— Begin —

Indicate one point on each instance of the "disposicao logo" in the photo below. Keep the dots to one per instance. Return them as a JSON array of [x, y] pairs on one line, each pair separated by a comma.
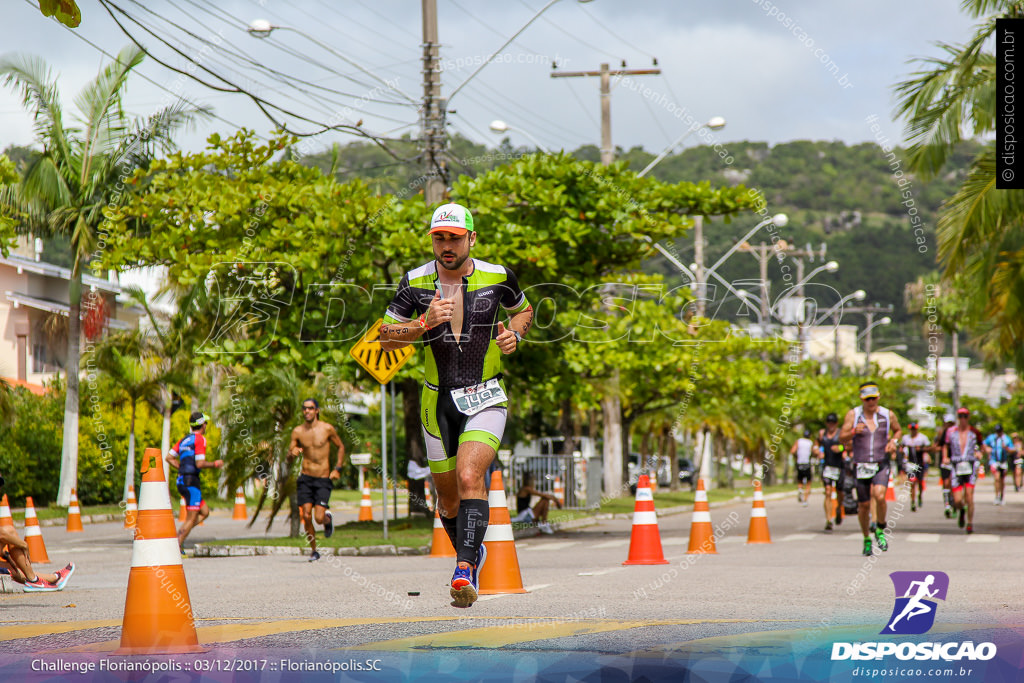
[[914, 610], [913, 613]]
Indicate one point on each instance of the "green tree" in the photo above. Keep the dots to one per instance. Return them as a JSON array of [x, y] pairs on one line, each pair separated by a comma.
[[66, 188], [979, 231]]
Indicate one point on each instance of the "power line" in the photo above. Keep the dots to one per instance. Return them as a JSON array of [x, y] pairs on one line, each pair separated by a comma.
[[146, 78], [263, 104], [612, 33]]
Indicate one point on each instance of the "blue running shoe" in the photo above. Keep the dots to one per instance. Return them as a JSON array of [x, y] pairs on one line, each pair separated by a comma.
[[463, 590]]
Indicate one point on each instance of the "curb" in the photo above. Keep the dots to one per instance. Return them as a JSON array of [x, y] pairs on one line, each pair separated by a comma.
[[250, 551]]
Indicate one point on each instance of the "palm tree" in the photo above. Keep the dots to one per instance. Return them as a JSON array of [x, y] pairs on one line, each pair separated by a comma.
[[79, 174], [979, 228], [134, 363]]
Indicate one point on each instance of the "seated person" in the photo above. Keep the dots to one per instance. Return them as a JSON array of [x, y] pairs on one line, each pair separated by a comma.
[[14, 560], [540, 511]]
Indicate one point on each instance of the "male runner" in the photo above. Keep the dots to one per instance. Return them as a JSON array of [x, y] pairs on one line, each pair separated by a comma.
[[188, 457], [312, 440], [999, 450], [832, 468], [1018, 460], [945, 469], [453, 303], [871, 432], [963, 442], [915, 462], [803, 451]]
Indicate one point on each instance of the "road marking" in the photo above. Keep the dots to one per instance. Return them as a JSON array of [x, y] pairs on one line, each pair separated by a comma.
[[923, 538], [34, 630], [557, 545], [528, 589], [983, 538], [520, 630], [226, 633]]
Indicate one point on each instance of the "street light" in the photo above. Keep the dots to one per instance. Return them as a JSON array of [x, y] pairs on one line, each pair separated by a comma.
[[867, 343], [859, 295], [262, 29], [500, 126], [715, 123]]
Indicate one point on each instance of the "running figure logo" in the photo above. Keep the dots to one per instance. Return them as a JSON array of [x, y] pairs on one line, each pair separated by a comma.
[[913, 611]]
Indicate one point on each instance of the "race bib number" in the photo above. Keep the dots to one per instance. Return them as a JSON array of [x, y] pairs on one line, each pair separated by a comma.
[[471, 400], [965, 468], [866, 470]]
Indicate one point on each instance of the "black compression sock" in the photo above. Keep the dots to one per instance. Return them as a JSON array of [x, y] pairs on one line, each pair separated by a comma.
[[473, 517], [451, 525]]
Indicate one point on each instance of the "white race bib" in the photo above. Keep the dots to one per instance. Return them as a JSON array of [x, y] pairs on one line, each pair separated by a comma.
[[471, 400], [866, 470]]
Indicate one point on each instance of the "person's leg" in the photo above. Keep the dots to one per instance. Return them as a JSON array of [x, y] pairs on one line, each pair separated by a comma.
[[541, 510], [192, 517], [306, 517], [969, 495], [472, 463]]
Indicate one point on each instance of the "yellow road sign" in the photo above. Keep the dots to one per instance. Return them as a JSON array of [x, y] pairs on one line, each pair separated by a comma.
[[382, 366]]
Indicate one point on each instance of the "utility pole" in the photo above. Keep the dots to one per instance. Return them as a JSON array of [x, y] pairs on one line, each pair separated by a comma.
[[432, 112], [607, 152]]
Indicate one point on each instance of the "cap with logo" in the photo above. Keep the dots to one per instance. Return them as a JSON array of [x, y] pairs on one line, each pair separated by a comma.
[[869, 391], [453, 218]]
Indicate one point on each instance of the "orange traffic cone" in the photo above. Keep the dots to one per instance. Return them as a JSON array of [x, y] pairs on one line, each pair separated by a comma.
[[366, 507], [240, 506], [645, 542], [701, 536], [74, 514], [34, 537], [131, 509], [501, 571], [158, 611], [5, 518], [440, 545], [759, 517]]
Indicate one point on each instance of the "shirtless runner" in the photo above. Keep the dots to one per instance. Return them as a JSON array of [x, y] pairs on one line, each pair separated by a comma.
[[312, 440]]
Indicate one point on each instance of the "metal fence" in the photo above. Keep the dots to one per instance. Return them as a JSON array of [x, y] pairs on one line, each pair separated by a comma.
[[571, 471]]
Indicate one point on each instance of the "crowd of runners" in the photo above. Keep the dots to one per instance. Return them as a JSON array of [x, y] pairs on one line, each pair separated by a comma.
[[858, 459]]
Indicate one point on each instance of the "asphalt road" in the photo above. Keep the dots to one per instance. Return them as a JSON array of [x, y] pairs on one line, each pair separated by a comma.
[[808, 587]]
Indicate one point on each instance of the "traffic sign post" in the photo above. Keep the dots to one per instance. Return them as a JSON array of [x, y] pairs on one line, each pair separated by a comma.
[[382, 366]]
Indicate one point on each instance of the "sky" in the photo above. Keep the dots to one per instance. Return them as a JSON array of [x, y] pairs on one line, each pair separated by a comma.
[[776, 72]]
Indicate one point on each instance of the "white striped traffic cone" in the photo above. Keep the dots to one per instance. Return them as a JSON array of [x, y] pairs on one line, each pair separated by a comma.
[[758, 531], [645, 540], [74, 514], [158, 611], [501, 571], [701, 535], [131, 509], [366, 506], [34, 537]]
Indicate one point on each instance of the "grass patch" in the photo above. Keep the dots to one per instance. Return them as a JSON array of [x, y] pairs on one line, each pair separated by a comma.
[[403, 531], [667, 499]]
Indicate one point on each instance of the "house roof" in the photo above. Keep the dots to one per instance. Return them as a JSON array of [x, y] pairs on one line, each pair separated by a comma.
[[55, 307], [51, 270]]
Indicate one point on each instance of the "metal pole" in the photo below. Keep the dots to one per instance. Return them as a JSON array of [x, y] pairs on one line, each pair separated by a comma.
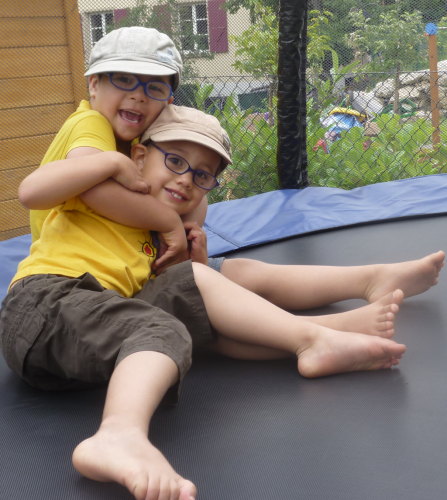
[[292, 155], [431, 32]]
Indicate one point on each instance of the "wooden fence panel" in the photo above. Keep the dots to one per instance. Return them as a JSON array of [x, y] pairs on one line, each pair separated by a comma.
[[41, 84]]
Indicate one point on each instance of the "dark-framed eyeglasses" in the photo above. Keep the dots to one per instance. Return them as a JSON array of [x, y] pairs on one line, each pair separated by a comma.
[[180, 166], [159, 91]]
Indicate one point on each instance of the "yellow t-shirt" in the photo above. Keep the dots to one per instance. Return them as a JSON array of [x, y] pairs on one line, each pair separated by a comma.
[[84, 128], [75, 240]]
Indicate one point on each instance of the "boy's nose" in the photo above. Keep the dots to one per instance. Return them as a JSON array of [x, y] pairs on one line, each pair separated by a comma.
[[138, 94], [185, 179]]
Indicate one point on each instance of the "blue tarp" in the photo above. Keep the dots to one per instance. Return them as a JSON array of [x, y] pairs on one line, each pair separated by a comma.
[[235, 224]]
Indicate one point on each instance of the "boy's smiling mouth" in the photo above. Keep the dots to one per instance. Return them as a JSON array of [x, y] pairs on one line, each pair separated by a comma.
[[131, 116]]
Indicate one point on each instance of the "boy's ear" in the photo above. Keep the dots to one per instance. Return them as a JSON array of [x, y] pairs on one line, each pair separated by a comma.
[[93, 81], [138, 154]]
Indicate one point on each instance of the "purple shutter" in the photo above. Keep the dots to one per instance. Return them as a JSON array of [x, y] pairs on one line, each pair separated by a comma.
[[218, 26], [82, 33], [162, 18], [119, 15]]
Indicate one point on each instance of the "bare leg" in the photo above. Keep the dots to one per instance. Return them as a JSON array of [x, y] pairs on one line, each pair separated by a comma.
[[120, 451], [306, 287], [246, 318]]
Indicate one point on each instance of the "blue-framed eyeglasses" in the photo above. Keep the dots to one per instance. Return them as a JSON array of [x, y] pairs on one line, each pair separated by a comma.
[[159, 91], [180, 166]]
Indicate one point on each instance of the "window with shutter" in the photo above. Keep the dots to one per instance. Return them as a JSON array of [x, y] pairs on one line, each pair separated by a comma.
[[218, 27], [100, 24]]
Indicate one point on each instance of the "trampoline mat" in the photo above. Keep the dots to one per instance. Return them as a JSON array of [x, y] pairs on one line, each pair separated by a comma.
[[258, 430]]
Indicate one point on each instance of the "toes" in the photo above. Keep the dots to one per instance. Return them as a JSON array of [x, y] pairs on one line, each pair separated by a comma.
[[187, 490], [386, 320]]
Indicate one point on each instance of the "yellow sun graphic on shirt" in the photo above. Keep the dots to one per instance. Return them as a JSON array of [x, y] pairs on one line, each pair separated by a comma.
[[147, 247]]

— End —
— Begin —

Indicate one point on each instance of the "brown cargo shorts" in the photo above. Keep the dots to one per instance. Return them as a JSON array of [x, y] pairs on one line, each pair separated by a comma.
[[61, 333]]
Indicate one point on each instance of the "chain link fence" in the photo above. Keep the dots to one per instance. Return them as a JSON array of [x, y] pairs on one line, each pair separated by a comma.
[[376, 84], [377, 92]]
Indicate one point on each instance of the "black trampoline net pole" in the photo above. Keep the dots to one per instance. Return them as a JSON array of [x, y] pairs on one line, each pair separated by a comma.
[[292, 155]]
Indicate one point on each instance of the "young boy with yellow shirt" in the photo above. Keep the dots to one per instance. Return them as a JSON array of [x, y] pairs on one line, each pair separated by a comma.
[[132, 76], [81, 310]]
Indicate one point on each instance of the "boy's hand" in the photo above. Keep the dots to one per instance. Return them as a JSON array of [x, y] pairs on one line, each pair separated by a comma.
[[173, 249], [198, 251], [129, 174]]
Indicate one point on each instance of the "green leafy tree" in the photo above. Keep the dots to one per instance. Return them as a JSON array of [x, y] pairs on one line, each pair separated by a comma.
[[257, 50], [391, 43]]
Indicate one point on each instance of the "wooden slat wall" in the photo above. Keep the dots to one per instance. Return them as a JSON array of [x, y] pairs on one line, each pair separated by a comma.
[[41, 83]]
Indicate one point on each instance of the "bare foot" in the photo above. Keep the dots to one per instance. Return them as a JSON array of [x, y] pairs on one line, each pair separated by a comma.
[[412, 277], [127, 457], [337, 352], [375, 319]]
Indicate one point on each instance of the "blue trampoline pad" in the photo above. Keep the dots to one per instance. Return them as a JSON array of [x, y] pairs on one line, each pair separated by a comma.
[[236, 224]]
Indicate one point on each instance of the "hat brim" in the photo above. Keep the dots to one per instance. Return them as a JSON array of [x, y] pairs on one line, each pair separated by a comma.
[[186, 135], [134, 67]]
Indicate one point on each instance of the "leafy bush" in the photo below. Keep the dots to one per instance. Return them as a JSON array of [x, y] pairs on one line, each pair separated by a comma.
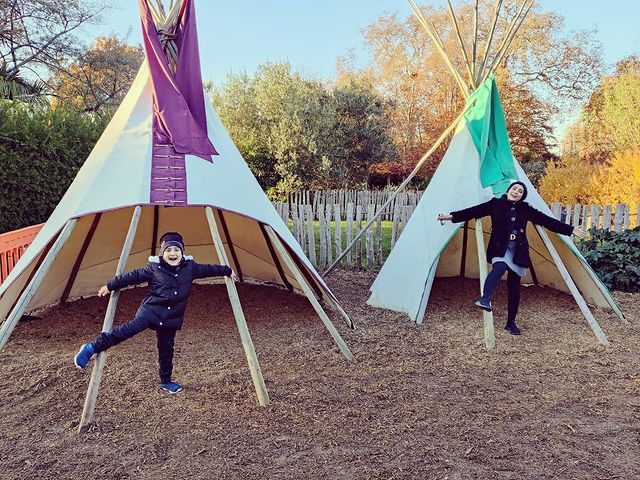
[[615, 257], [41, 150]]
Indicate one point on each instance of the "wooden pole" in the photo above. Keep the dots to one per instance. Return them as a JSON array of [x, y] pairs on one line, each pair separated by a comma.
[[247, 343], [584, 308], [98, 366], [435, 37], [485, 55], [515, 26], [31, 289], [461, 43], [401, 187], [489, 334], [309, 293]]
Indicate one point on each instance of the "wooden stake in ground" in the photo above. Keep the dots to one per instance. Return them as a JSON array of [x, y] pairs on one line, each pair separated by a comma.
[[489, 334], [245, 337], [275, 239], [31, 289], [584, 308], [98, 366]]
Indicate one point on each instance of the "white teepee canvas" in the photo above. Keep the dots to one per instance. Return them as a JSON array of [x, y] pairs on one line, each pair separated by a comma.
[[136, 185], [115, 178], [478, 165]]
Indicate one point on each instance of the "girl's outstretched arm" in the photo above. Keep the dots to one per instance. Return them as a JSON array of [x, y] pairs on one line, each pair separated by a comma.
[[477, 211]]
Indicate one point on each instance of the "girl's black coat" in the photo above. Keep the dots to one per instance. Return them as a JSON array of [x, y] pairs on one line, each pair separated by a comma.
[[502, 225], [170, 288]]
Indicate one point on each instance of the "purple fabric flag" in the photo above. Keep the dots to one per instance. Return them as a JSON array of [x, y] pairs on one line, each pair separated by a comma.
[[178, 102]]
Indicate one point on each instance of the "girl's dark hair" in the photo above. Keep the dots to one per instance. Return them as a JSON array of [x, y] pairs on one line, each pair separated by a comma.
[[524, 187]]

— End —

(Your objective): Return every line from the items above that contains the word "white". Only matches with the same capitalization count.

(Solution to this exercise):
Indicate one point on each instance of the "white race bib" in the photo above. Keep the dots to one per instance. Return them as a JSON array of [x, y] pairs on one line, each pair separated by a comma.
Indicate one point on each instance of the "white striped traffic cone" in the photo above. Keep the dots to one per instance. Return them as a JSON array of [x, y] pairs on one line, each pair separated by a comma.
Indicate one point on each instance of the "white teepee canvas" in the photo above. Keep the dots to one per instance. Return them as a JSON array of [x, y] pairs on one line, each pair separated by a comma.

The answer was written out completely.